Extracted records

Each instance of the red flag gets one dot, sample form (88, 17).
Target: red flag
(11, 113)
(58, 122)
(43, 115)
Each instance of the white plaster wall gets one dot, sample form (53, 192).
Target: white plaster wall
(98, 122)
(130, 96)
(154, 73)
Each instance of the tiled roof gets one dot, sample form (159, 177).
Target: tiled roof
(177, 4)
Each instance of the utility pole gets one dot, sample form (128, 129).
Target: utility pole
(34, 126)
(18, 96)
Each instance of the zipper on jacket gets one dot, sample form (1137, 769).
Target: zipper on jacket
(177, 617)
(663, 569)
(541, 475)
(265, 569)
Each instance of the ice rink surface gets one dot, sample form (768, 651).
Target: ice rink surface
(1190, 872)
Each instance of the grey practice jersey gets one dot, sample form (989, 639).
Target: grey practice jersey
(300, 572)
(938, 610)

Activity
The lines from the one with "Each instance of the ice" through the end of the data above are to be set down exactly, with both boundary lines included and no other lines.

Solution for this exercise
Each instance of the ice rink surface gets one dot, sample form (768, 651).
Target: ice rink surface
(1190, 872)
Each instance of the grey practice jersey gets one dot, sample form (989, 639).
Target: grey practice jersey
(300, 572)
(938, 610)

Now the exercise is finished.